問題:
1. ストレージについての本文によると、外付けのストレージ製品はアーキテクチャの違いから大きくどの2種類に分けられますか。
2. ストレージについての本文を、最後の文の後から書き進めてください。

本文:
........

ストレージとは,文書ファイルやデータベースなどの,情報システムで取り扱うデータ群を格納するための装置である。ストレージは個々のサーバー機にも搭載されているが,データの格納に用いられる典型的なストレージ製品は,通常,サーバー機とは独立した外付けの製品として売られている。

 この外付けのストレージ製品は,アーキテクチャの違いから,大きく,NAS(ファイル・サーバー)とSAN(ストレージ・エリア・ネットワーク)ストレージの2種類に分類できる。さらに,SANには主に,Fibre Channel(FC-SAN)とiSCSI(IP-SAN)の2種類の方式(プロトコル)がある。バックアップ用途やアーカイブ用途など,用途/機能の違いによる製品分類もある。

容量削減/FCoE/SSDなどがトピック

 ストレージ製品は現在,機能面や物理的な実装の面でいくつかの傾向が見られる。

 機能面としては,ストレージ容量の削減に効果的な機能として,データ重複排除(De-duplication)とシン・プロビジョニング(Thin Provisioning)が流行している。この二つの機能の詳細は後述する。さらに,シン・プロビジョニングと合わせて,自動的なILM(Information Lifecycle Management)機構を備えた製品が目立つ。

........

提供情報:
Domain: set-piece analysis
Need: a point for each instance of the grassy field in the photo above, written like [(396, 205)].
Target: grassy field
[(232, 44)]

........

各問の解答:
1. NAS(ファイル・サーバー)とSAN(ストレージ・エリア・ネットワーク)ストレージの2種類です。

2.
 SANプロトコルに着目すると,iSCSIストレージの成長が著しい。一般に,専用のハードウエアを必要とするFibre Channelストレージよりも,iSCSIストレージの方が安価。ただし,Fibre Channelにおいても,Fibre ChannelプロトコルをEthernetやInfiniBandなどの他のネットワーク上で利用する製品が登場している。特に,データセンター向けの次世代Ethernet(CEE)でFibre Channelをカプセル化するFCoE(FC over Ethernet)はホットなトピックである(図1)。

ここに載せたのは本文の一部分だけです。